● Outline labeling records:

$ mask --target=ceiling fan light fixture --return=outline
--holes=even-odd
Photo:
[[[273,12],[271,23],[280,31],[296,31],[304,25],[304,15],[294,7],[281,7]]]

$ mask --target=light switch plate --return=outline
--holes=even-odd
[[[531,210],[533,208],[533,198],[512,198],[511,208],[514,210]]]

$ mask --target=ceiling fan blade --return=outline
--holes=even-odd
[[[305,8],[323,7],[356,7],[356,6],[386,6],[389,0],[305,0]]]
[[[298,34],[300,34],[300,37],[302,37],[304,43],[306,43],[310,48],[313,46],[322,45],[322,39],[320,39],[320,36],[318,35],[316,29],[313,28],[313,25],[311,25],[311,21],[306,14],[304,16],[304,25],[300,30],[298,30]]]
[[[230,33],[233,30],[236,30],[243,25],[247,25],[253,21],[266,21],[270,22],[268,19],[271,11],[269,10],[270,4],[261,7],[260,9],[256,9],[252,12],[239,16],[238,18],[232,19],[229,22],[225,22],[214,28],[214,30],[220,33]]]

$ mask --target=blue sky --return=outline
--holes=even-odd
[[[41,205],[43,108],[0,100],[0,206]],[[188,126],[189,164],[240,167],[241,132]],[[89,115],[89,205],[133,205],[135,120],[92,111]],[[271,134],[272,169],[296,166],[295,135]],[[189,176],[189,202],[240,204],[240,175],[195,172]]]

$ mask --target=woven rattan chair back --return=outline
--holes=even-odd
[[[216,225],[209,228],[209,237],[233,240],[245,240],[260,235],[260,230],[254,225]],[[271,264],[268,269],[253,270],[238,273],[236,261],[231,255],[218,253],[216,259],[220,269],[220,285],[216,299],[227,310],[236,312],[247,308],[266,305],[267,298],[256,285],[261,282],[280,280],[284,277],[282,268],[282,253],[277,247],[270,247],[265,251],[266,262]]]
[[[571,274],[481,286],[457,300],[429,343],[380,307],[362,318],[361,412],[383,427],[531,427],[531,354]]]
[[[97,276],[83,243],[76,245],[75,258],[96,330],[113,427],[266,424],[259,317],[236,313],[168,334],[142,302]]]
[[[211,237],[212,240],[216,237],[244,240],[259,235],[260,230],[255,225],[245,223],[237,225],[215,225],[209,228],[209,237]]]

● THE EXERCISE: Please retype all of the items above line for line, changing nothing.

● OUTPUT BELOW:
$ mask --target=ceiling fan light fixture --return=outline
--holes=even-odd
Photo:
[[[273,12],[271,23],[280,31],[296,31],[304,25],[304,15],[294,7],[281,7]]]

$ mask --target=light switch plate --return=outline
--holes=even-odd
[[[531,210],[533,208],[533,198],[512,198],[511,208],[514,210]]]

$ mask --target=ceiling fan blade --return=outline
--holes=even-odd
[[[305,8],[323,7],[356,7],[356,6],[386,6],[389,0],[305,0]]]
[[[298,34],[300,34],[300,37],[302,37],[304,43],[306,43],[310,48],[313,46],[322,45],[322,39],[320,39],[320,36],[318,35],[316,29],[313,28],[313,25],[311,25],[311,21],[306,14],[304,16],[304,25],[300,30],[298,30]]]
[[[230,33],[233,30],[236,30],[243,25],[247,25],[253,21],[266,21],[270,22],[268,19],[271,11],[269,10],[270,4],[261,7],[260,9],[256,9],[252,12],[239,16],[238,18],[232,19],[229,22],[225,22],[214,28],[214,30],[220,33]]]

$ mask --target=blue sky --return=outline
--holes=even-odd
[[[41,205],[43,108],[0,100],[0,206]],[[188,126],[189,164],[240,167],[241,132]],[[89,115],[89,205],[133,205],[135,120],[92,111]],[[271,134],[272,169],[296,166],[295,135]],[[189,176],[189,202],[240,204],[240,175],[195,172]]]

$ mask --target=woven rattan chair back --return=outline
--holes=even-odd
[[[216,225],[209,228],[209,237],[233,240],[245,240],[260,235],[260,230],[254,225]],[[271,264],[268,269],[253,270],[238,273],[236,261],[231,255],[218,253],[216,259],[220,269],[220,285],[216,299],[227,310],[236,312],[247,308],[266,305],[267,298],[256,285],[261,282],[280,280],[284,277],[282,268],[282,253],[277,247],[270,247],[265,251],[266,262]]]
[[[571,274],[481,286],[457,300],[429,343],[380,307],[362,318],[361,412],[383,427],[531,427],[531,354]]]
[[[97,276],[83,243],[76,245],[75,258],[96,330],[113,427],[266,424],[259,317],[236,313],[168,334],[142,302]]]
[[[211,237],[212,240],[216,237],[244,240],[259,235],[260,230],[255,225],[245,223],[237,225],[215,225],[209,228],[209,237]]]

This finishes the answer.